===== Source =====
Thanks a lot in advance
 Bengt O. Muthen posted on Tuesday, January 11, 2000 - 4:38 pm
I haven't found a good intuitive way to explain the degrees of freedom with the mean- and variance-adjusted approach. I don't think you will find one in Satorra's work either. The d.f. is data dependent because it draws on the estimates, their derivatives, and the asymptotic covariance matrix of the sample statistics with the aim of choosing the degrees of freedom that gives a trustworthy chi-square-based p value. But that's not very intuitive. We'll post a good intuitive explanation if and when we find one. Others?
 Lorin Mueller posted on Monday, March 11, 2002 - 12:12 pm
I have a situation where I have a group of latent factors (Group A) that are descriptive of the work environment. There is a second group of factors (Group B) that are descriptive of safety levels in the workplace. I have a group of 3 criterion (Group C) variables. The pattern of relationships in the model is A->B->C.
===== Records supplied =====
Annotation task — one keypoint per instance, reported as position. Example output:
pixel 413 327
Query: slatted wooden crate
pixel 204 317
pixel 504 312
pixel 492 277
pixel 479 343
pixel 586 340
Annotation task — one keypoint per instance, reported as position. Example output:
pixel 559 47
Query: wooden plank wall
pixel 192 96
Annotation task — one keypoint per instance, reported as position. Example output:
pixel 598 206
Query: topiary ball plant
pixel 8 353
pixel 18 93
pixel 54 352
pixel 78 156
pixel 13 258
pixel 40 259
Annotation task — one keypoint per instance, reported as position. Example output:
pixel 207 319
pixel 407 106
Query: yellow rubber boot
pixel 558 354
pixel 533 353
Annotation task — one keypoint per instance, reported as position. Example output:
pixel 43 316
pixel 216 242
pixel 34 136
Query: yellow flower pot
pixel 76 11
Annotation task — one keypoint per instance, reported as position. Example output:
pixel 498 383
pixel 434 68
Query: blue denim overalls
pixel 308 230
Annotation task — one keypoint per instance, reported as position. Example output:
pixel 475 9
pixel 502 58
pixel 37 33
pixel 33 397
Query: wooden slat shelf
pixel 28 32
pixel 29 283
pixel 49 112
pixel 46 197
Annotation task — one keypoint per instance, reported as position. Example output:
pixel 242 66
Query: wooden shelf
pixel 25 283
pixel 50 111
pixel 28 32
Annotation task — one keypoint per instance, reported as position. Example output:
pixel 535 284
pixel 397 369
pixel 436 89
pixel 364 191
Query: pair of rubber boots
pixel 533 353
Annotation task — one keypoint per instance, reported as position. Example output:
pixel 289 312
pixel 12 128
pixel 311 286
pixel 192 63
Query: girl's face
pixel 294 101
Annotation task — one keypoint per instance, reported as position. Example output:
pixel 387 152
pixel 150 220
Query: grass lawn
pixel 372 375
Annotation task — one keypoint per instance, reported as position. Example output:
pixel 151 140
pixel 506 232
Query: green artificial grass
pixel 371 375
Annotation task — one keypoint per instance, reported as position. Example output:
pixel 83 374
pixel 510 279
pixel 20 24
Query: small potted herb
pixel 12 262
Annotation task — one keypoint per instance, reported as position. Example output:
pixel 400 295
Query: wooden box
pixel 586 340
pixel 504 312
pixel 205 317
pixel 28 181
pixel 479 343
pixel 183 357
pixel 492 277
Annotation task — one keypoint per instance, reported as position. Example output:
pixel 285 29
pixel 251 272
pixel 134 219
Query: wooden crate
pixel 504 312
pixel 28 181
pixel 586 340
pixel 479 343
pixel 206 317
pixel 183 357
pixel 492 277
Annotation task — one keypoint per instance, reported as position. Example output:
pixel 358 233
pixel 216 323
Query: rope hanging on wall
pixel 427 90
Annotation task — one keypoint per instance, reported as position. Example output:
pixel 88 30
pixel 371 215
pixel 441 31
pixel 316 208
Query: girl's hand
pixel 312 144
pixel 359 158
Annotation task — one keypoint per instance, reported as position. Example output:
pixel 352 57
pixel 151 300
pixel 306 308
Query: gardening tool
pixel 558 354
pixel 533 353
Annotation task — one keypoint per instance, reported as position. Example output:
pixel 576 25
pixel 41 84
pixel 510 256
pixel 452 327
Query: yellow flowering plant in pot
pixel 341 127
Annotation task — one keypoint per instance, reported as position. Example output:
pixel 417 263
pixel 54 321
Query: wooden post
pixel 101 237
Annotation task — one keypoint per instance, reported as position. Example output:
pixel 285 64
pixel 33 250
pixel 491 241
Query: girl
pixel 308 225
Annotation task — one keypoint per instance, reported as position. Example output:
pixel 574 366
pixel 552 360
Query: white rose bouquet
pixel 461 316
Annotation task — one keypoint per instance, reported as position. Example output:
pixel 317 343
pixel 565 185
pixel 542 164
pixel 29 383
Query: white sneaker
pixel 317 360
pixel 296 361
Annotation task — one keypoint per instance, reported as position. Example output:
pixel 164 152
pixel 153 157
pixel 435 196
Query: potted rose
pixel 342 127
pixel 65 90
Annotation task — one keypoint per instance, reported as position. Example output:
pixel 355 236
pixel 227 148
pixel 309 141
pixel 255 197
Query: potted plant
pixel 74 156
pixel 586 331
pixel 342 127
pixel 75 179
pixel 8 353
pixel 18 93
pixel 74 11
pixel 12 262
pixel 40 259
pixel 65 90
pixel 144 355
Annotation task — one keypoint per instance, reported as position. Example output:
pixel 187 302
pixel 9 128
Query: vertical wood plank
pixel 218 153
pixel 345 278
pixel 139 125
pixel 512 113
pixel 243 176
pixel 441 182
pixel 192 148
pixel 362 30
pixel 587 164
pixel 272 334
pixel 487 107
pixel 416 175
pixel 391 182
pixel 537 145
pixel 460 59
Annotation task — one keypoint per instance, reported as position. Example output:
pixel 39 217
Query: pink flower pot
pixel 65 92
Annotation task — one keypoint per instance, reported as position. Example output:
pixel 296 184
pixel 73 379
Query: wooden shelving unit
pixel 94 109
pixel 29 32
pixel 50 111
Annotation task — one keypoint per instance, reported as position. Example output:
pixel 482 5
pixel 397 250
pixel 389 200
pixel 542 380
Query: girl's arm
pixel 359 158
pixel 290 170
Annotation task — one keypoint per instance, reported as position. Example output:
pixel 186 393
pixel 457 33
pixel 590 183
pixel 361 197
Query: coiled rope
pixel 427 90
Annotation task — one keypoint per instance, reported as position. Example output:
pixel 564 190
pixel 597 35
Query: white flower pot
=====
§ **Required actions**:
[a] Print the stretch of the forum thread from "Thanks a lot" through "find one. Others?".
[b] In the forum thread, what three things does the data-dependent d.f. draw on?

§ **Worked solutions**:
[a]
Thanks a lot in advance
 Bengt O. Muthen posted on Tuesday, January 11, 2000 - 4:38 pm
I haven't found a good intuitive way to explain the degrees of freedom with the mean- and variance-adjusted approach. I don't think you will find one in Satorra's work either. The d.f. is data dependent because it draws on the estimates, their derivatives, and the asymptotic covariance matrix of the sample statistics with the aim of choosing the degrees of freedom that gives a trustworthy chi-square-based p value. But that's not very intuitive. We'll post a good intuitive explanation if and when we find one. Others?

[b] The estimates, their derivatives, and the asymptotic covariance matrix of the sample statistics.